◆ Teks Dokumen:
◆ ◆ ◆ ◆

Oleh: Firdaus Nafid*
Dunia Asuransi tengah menjadi perbincangan hangat seluruh lapisan masyarakat karena kasus BPJS, Jiwasraya, dan Asabri. Hari ini didapati di salah satu RSUD bahwa masyarakat yang berobat menggunakan BPJS Kesehatan berjumlah ratusan. Juga telah diadakan pendataan Keluarga sehat oleh Puskesmas setempat, salah satu faktornya adalah menjadi Anggota JKN.
Jauh sebelum berbagai permasalahan tersebut menyeruak di tengah-tengah masyarakat, khususnya terkait BPJS dan fatwa MUI yang menyatakan bahwa BPJS tidak sesuai Syariah, DSN-MUI sudah mengeluarkan Fatwa NO. 21/DSN-MUI/X/2001 Tentang Pedoman Umum Asuransi Syari’ah, Sistem Syariah dalam Asuransi. Fatwa diterima dan disahkan setelah bertahun-tahun diperjuangkan dalam Undang-Undang No. 40 Tahun 2014 Tentang Perasuransian. Sebagaimana dual system yang dijalankan oleh Perbankan di Indonesia, yaitu konvensional dan syariah.

◆ ◆ ◆ ◆

◆ Petunjuk Tugas:
**a.** Jawab pertanyaan berikut berdasarkan teks tentang asuransi syariah di atas. Tandai jawaban dengan (i), (ii), dan (iii), masing-masing satu baris.
(i) Kasus apa saja yang membuat dunia asuransi menjadi perbincangan hangat?
(ii) Apa nomor fatwa DSN-MUI tentang Pedoman Umum Asuransi Syari'ah?
(iii) Apa dua sistem yang dijalankan oleh perbankan di Indonesia?
**b.** Tuliskan ulang secara persis bagian teks tentang asuransi syariah di atas yang dibuka dengan kata-kata "Oleh: Firdaus Nafid*" dan ditutup dengan "konvensional dan syariah.".

◆ ◆ ◆ ◆

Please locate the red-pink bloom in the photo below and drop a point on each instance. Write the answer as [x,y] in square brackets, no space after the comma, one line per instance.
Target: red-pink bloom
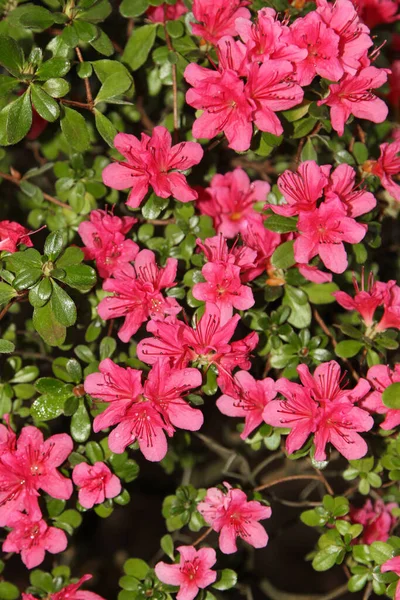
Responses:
[12,235]
[153,161]
[323,231]
[386,167]
[342,185]
[246,397]
[144,412]
[271,88]
[302,189]
[223,288]
[364,302]
[233,516]
[193,572]
[354,38]
[322,45]
[32,538]
[166,12]
[377,520]
[216,18]
[353,96]
[30,467]
[95,483]
[104,239]
[208,343]
[380,377]
[230,201]
[137,293]
[72,592]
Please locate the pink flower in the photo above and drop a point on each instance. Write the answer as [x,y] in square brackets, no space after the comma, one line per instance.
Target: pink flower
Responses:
[232,516]
[216,18]
[104,239]
[166,12]
[354,38]
[301,190]
[224,289]
[144,412]
[322,45]
[222,98]
[364,302]
[380,377]
[32,538]
[271,88]
[353,96]
[96,483]
[30,467]
[153,161]
[137,293]
[72,592]
[230,201]
[191,574]
[342,185]
[323,231]
[209,343]
[246,397]
[376,519]
[386,167]
[12,235]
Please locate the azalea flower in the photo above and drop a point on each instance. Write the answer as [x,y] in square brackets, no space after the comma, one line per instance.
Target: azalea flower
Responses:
[191,574]
[30,467]
[245,397]
[323,231]
[233,516]
[32,538]
[353,96]
[137,293]
[153,162]
[230,201]
[95,483]
[104,239]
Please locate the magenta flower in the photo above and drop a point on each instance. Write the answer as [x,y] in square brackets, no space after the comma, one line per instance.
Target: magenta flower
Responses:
[31,467]
[230,201]
[104,239]
[323,231]
[377,520]
[232,516]
[245,397]
[137,293]
[191,574]
[223,288]
[216,18]
[153,162]
[380,377]
[95,483]
[72,592]
[301,190]
[32,538]
[354,96]
[322,45]
[144,412]
[342,185]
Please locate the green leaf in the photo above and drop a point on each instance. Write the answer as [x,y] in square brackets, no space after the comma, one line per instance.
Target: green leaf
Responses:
[74,127]
[19,119]
[226,580]
[283,257]
[11,55]
[391,396]
[63,306]
[44,104]
[348,348]
[139,45]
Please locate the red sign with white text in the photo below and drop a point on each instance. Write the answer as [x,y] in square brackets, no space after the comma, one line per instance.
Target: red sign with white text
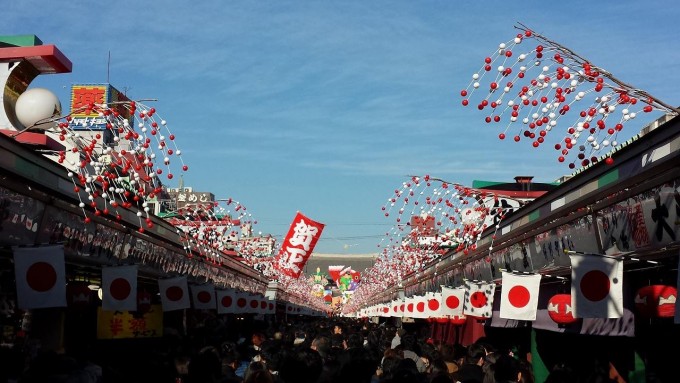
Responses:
[298,245]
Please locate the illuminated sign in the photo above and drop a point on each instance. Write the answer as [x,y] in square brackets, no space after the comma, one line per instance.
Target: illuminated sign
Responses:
[84,96]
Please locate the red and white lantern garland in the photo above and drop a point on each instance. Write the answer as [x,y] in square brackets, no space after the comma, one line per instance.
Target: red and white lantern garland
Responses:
[127,173]
[533,92]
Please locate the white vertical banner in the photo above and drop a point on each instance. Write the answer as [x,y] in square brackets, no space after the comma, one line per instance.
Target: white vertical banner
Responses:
[40,275]
[119,288]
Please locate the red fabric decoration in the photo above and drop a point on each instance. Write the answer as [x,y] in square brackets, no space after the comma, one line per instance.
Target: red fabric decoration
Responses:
[561,310]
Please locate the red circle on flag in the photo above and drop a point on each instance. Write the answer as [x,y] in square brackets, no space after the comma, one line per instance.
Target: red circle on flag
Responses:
[120,289]
[595,285]
[478,299]
[41,276]
[241,302]
[226,301]
[203,296]
[519,296]
[174,293]
[452,302]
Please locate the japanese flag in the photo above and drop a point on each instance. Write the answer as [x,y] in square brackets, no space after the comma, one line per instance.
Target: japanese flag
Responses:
[433,304]
[519,296]
[174,293]
[226,301]
[40,277]
[452,301]
[203,296]
[478,299]
[419,304]
[596,286]
[119,288]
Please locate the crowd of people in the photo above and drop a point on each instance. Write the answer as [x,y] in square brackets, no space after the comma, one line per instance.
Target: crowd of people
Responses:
[328,350]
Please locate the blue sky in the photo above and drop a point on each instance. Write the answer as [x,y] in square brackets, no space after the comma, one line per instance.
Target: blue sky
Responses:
[326,107]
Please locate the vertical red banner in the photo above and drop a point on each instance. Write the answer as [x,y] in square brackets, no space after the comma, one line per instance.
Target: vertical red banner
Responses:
[298,245]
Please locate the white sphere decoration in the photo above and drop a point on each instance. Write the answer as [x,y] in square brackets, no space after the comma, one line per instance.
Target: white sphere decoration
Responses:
[35,105]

◆ ◆ ◆ ◆

◆ Jawaban Tiap Tugas:
**a.**
(i) BPJS, Jiwasraya, dan Asabri.
(ii) NO. 21/DSN-MUI/X/2001.
(iii) Konvensional dan syariah.

**b.**
Oleh: Firdaus Nafid*
Dunia Asuransi tengah menjadi perbincangan hangat seluruh lapisan masyarakat karena kasus BPJS, Jiwasraya, dan Asabri. Hari ini didapati di salah satu RSUD bahwa masyarakat yang berobat menggunakan BPJS Kesehatan berjumlah ratusan. Juga telah diadakan pendataan Keluarga sehat oleh Puskesmas setempat, salah satu faktornya adalah menjadi Anggota JKN.
Jauh sebelum berbagai permasalahan tersebut menyeruak di tengah-tengah masyarakat, khususnya terkait BPJS dan fatwa MUI yang menyatakan bahwa BPJS tidak sesuai Syariah, DSN-MUI sudah mengeluarkan Fatwa NO. 21/DSN-MUI/X/2001 Tentang Pedoman Umum Asuransi Syari’ah, Sistem Syariah dalam Asuransi. Fatwa diterima dan disahkan setelah bertahun-tahun diperjuangkan dalam Undang-Undang No. 40 Tahun 2014 Tentang Perasuransian. Sebagaimana dual system yang dijalankan oleh Perbankan di Indonesia, yaitu konvensional dan syariah.